What to do:
A. Answer each question from the opioid guidelines article, one line per answer, marked the same way:
(i) In what town and state does Merilee Grulli live?
(ii) Which drug does Grulli worry doctors won't prescribe for her pain?
(iii) Which agency reports that opioid prescriptions have been declining nationwide?
B. List every drug or class of drug named in the opioid guidelines article.
C. Please extend the opioid guidelines article, starting after its last sentence.

Given passage:
Patients diagnosed with chronic pain say opioid guidelines are affecting them as doctors nationwide taper or discontinue the prescription of the drugs altogether.
Merilee Grulli is one of those patients who lives in Florissant, Colorado. She was born with spinal stenosis, a condition in which her vertebrae grows bones over the nerve roots, causing tingling and burning pain. Doctors advised her to get a sixth surgery to treat the degenerative disease.
“I’m afraid to have the surgery because I’m afraid of what’s coming afterward,” Grulli said. “Because I know the pain is going to be horrible.”
Grulli says she worries doctors won’t prescribe the oxycodone she needs to manage the chronic pain. She says doctors nationwide are trying to curb the opioid epidemic but aren’t taking into account the patients who legitimately need the drugs.
“I would kill myself before I used heroin,” said Grulli. “And I don’t want to end like that you know. I don’t think it’s right that they’re boxing us into a corner.”
As clinicians try to curb the opioid epidemic, there’s been a pressure to reduce prescription of those drugs – the Centers for Disease Control and Prevention reports a trend in recent years of opioid prescriptions declining nationwide.

Source information:
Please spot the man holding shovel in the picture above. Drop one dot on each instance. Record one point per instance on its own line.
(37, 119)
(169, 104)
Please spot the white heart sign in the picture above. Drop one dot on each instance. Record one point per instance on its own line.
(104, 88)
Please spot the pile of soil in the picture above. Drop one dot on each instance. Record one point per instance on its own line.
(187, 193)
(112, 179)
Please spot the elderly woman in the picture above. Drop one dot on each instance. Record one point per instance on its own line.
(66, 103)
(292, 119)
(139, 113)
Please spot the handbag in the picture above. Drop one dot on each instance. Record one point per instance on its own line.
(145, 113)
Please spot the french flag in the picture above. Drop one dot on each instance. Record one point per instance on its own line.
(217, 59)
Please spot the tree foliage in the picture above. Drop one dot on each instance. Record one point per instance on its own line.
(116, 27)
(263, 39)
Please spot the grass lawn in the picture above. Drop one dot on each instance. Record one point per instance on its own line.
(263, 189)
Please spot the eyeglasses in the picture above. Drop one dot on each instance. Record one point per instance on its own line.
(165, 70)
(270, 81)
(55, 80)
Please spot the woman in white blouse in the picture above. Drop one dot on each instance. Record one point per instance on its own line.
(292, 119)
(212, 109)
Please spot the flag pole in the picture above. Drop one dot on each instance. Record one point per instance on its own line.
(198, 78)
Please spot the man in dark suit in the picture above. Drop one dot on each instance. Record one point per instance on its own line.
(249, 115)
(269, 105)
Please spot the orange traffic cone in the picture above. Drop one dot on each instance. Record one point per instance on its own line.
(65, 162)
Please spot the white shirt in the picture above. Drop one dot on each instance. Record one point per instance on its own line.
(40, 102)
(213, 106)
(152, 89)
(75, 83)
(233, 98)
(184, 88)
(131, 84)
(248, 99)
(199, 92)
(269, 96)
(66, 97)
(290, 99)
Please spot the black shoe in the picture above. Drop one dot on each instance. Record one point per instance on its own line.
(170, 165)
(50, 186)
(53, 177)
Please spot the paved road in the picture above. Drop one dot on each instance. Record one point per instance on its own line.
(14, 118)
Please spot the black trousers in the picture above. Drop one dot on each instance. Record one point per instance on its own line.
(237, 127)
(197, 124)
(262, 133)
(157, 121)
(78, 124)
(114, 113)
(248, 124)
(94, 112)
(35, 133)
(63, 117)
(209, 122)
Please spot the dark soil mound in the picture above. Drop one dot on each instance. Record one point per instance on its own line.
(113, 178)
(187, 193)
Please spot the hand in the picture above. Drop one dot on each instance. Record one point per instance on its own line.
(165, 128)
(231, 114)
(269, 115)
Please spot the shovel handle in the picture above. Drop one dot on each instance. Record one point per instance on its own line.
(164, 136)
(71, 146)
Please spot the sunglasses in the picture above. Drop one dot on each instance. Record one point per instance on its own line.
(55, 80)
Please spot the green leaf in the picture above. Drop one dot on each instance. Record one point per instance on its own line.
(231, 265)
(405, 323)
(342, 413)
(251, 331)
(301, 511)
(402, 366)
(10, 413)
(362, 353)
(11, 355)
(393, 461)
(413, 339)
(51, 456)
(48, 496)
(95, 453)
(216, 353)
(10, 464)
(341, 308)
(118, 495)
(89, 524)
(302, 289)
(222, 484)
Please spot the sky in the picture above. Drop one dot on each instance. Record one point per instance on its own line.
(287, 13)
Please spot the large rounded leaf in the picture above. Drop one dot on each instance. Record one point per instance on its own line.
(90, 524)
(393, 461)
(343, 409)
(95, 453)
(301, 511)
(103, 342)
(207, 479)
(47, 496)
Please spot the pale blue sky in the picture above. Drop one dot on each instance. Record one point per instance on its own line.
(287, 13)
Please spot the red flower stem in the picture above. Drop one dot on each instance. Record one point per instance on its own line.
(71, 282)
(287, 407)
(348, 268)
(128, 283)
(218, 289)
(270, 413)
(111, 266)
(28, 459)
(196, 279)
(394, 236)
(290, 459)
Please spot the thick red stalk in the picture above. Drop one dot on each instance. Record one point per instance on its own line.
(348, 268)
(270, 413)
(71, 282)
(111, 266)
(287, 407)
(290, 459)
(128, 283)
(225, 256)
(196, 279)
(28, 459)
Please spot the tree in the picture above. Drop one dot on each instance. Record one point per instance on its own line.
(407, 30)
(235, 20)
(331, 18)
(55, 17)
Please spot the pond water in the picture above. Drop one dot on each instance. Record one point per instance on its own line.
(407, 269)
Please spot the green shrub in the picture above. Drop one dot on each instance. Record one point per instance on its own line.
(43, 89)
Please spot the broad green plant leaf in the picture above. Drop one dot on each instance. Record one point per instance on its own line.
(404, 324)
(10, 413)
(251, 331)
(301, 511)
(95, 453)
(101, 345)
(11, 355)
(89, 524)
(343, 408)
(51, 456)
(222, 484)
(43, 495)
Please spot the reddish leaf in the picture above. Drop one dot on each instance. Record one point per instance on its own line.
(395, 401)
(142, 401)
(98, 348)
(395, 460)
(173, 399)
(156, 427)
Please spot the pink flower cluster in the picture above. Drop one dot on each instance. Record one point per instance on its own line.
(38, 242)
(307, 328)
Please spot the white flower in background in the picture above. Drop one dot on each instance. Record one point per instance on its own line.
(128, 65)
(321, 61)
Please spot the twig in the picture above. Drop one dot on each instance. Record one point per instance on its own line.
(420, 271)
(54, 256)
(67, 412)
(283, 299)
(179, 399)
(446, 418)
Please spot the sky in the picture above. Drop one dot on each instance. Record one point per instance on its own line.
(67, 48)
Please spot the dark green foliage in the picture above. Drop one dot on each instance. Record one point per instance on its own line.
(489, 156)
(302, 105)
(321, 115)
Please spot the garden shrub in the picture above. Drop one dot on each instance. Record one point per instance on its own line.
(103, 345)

* * *

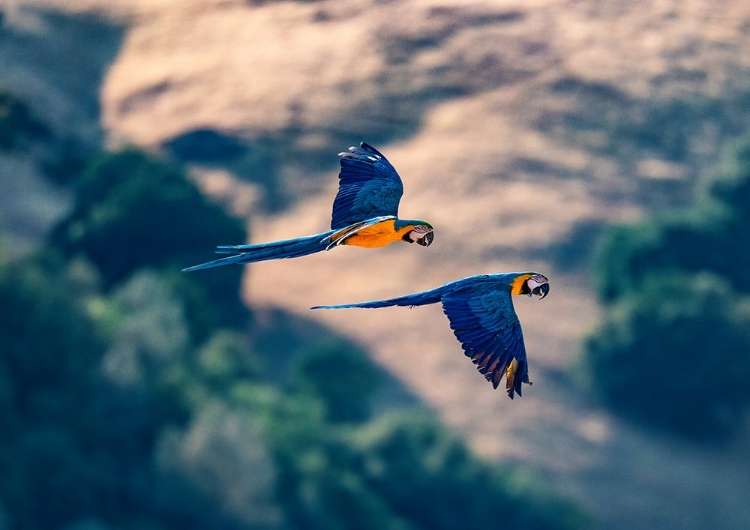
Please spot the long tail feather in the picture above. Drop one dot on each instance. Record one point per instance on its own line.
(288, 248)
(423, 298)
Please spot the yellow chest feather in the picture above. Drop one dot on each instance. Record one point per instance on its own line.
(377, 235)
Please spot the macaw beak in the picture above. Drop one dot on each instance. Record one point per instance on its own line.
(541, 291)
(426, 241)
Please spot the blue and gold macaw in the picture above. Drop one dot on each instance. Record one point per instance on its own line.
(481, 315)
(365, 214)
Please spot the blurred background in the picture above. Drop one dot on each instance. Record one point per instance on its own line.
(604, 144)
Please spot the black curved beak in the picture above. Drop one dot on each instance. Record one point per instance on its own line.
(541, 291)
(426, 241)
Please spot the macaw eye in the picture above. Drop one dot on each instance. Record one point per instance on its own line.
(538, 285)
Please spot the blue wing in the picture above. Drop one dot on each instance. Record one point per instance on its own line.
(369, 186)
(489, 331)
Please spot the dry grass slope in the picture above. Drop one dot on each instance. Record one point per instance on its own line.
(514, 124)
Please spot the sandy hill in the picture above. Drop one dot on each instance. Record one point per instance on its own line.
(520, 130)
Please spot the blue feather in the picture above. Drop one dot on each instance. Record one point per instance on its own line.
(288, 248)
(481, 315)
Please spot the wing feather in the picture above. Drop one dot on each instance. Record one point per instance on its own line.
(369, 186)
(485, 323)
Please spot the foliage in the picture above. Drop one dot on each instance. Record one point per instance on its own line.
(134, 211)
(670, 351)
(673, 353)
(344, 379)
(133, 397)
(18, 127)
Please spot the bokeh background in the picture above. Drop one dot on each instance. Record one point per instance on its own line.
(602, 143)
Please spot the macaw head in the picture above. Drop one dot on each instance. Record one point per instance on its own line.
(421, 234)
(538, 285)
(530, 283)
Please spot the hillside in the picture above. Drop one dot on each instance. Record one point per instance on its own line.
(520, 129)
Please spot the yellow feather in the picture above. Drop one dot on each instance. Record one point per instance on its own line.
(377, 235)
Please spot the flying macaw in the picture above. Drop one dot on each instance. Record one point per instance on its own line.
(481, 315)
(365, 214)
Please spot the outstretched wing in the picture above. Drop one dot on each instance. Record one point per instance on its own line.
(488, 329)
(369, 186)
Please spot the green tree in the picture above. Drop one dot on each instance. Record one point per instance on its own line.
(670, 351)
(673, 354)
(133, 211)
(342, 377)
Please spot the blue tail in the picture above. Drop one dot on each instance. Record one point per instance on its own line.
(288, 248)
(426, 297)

--

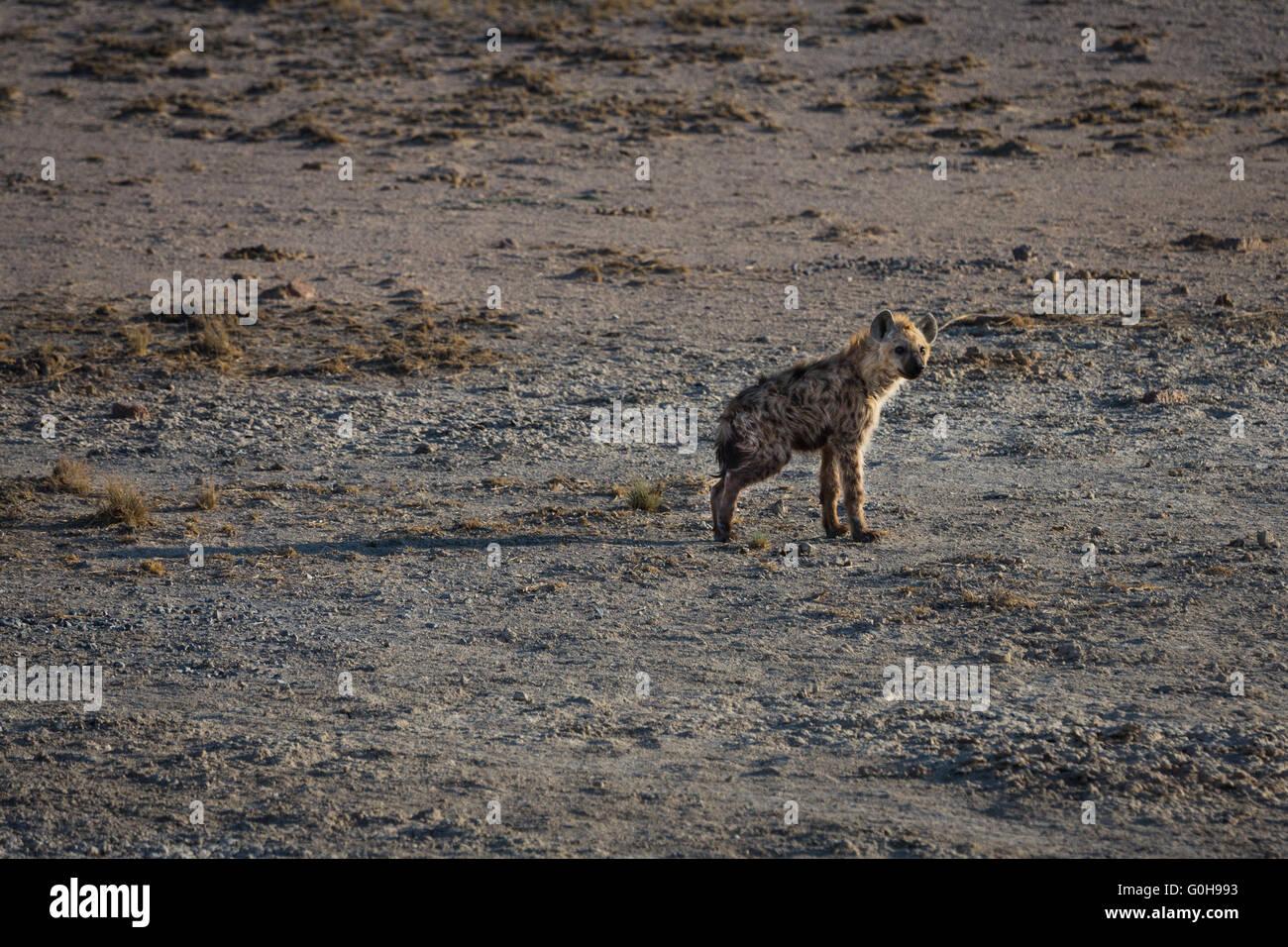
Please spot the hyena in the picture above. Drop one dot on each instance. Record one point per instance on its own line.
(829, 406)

Task-by-task outputs:
A.
(i) Florissant, Colorado
(ii) Oxycodone
(iii) The Centers for Disease Control and Prevention

B. Opioids, oxycodone, heroin

C.
However, the U.S Department of Health and Human Services released new guidelines on October 10 to help clinicians understand how to best manage opioid prescriptions.
The new HHS guidelines explain how rapid removal of opioids from long-term users can lead to strong withdrawal symptoms. Instead, the agency advises doctors to gradually reduce opioid dependency when possible and to treat each patient on a case-by-case basis.
Grulli agrees that each patient should have an personalized plan.
“[Doctors] know that [chronic-pain patients] have to take these drugs forever,” she said. “It stinks. It’s not right. And to know that you have to take them and then not be able to get them. That’s the hard part.”